Given request
Reproduce the text of the entries below word for word, leaving out the pictures.

#### Data lines

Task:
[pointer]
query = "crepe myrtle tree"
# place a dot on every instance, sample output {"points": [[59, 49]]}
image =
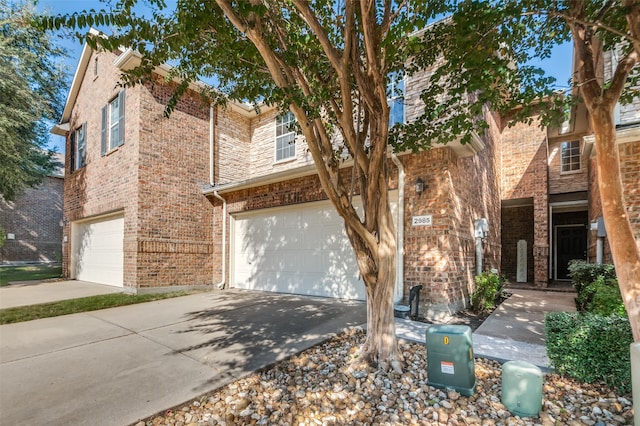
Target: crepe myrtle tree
{"points": [[483, 36], [328, 62]]}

########

Final answer
Task:
[pointer]
query = "crepe myrtle tree"
# place a dot on every instance, sample output {"points": [[59, 49]]}
image =
Target: crepe myrtle tree
{"points": [[483, 36], [328, 62]]}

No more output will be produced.